Excerpts from annotation records
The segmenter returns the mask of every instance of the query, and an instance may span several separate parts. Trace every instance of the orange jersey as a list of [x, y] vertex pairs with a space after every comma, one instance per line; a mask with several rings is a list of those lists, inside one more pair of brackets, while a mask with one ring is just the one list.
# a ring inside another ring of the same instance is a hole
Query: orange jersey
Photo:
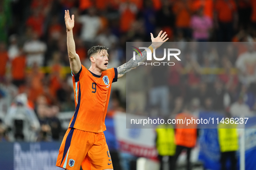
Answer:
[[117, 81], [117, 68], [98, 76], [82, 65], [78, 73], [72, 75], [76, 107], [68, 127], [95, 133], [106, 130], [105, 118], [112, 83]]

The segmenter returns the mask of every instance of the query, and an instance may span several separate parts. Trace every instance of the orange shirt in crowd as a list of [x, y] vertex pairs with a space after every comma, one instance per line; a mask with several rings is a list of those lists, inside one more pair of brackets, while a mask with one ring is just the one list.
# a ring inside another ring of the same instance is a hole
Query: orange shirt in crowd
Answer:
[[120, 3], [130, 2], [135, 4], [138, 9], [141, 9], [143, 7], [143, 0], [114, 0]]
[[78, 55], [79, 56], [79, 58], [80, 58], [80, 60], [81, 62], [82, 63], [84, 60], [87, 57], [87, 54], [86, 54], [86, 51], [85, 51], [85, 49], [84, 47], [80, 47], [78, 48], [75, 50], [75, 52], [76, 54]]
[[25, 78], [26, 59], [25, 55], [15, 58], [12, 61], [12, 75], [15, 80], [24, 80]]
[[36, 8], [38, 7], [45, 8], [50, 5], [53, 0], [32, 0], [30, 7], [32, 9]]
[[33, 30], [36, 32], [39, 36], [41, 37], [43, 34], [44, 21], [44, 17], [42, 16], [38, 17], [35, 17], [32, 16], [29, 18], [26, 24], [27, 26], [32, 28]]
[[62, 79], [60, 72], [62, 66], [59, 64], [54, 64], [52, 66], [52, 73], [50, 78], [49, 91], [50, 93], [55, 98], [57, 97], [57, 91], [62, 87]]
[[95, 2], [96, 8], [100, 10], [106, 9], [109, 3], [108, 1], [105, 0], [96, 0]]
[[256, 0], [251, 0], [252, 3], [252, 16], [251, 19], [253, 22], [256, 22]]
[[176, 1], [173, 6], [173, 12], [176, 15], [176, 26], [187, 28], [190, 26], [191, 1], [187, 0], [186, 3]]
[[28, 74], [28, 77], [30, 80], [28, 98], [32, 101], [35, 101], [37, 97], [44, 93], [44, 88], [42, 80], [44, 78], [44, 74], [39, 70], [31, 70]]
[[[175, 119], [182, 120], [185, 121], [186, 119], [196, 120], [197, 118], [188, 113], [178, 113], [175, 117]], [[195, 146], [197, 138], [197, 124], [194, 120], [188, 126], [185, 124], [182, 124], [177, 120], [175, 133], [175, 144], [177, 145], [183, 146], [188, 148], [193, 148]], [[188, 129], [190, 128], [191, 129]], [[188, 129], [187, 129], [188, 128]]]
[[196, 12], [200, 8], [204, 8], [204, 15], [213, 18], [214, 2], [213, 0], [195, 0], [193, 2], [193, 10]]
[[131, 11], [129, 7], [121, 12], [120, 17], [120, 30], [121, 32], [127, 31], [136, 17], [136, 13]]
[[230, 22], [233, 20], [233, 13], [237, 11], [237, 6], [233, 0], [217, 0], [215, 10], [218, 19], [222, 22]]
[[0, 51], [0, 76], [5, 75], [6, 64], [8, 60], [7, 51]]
==
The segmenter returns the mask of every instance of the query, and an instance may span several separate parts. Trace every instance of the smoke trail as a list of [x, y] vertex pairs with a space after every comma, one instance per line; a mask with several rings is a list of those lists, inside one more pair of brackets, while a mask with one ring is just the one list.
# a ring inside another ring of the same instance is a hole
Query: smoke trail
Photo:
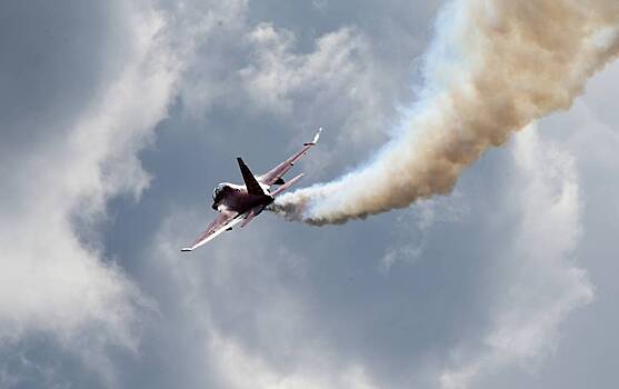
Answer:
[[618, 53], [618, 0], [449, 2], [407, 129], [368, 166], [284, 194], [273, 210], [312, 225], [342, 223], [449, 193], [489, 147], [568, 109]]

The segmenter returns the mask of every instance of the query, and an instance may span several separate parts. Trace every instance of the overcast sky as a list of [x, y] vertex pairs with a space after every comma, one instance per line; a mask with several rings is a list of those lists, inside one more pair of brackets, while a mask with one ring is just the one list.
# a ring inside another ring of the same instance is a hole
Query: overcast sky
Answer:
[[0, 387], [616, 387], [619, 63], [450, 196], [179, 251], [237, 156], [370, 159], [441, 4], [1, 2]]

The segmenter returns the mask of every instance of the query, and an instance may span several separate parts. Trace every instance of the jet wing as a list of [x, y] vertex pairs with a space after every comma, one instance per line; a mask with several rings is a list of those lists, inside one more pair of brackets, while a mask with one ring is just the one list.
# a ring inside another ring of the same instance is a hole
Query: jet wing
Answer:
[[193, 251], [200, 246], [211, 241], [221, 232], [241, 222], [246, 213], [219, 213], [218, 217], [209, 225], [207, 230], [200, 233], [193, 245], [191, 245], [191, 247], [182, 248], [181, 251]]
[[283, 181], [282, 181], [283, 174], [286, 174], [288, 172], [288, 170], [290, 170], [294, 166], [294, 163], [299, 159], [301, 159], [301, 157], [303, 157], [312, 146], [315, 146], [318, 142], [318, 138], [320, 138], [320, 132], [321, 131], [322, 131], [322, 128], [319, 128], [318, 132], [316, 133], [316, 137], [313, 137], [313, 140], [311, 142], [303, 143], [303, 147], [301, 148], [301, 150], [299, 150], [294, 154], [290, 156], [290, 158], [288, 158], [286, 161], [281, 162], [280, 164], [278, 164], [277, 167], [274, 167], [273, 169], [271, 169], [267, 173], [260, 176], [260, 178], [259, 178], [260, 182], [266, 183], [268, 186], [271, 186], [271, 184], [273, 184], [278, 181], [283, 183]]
---
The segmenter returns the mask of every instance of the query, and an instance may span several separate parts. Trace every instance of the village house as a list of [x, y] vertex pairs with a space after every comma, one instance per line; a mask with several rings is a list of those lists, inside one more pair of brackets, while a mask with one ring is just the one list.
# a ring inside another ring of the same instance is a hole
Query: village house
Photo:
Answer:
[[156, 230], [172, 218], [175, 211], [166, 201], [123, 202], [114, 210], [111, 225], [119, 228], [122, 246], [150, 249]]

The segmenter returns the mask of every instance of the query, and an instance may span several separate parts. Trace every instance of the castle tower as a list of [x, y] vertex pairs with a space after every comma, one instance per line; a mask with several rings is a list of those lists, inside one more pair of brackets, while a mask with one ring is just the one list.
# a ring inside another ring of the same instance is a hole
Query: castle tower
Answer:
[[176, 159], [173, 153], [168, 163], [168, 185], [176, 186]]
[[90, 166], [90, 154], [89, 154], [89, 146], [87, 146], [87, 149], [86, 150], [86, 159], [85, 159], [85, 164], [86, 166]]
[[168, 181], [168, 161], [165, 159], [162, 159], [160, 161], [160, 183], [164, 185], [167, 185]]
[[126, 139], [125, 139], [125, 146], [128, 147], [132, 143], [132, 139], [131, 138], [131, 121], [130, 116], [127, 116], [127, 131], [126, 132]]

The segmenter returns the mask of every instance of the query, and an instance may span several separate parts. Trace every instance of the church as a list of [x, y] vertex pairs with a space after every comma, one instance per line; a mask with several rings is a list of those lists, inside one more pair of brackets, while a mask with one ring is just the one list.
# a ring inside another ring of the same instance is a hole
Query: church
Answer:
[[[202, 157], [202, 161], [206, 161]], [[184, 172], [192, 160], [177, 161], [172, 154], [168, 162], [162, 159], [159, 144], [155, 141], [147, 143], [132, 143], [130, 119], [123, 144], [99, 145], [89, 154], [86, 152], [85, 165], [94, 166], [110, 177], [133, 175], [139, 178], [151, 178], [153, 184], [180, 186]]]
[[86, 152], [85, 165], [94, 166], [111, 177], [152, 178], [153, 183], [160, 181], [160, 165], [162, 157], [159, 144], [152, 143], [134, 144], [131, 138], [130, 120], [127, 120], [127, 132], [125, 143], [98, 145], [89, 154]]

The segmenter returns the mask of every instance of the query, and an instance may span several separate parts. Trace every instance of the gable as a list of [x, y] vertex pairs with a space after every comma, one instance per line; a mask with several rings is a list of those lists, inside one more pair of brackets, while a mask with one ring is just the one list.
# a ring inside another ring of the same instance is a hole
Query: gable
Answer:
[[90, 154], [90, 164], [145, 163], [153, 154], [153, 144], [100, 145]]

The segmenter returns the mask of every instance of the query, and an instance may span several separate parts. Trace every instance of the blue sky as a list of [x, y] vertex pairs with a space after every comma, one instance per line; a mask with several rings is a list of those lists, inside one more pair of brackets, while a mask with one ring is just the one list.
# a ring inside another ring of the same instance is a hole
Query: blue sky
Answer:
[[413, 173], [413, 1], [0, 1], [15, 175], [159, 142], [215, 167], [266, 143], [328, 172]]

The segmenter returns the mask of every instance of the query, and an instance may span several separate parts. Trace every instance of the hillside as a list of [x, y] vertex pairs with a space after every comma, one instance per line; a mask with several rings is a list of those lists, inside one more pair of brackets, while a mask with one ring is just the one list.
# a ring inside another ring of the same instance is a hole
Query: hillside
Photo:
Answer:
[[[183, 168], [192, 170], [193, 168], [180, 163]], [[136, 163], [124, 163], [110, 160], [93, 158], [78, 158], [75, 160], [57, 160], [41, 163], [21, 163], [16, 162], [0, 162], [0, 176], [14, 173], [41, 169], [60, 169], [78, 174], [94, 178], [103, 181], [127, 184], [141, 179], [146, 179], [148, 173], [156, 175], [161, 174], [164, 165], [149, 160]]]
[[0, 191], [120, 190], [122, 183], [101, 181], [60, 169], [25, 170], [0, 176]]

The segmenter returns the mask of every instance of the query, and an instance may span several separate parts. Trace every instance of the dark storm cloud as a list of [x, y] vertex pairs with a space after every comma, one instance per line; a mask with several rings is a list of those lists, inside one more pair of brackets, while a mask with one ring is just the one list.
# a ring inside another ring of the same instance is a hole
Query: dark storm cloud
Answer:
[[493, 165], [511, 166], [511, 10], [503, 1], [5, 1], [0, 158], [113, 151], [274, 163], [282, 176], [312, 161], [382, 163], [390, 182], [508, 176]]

_WRITTEN INSTRUCTION_
Reproduce verbatim every line of the listing from the one containing "the orange jersey" down to the one containing "118], [112, 83]]", both included, and omit the pictures.

_REPLY_
The segmenter returns the mask of every instance of the query, and an instance may span several separate parts. Trace every instance of the orange jersey as a list of [x, y] vertex pairs with a space after every comma, one instance per line; a mask with several rings is a list of those lists, inside one more pair of brackets, while a mask with one ring is just the one list.
# a ring inside another ring of the same instance is a hole
Query: orange jersey
Photo:
Answer:
[[117, 81], [117, 68], [98, 76], [82, 65], [78, 73], [72, 75], [76, 107], [68, 127], [95, 133], [106, 130], [105, 118], [112, 83]]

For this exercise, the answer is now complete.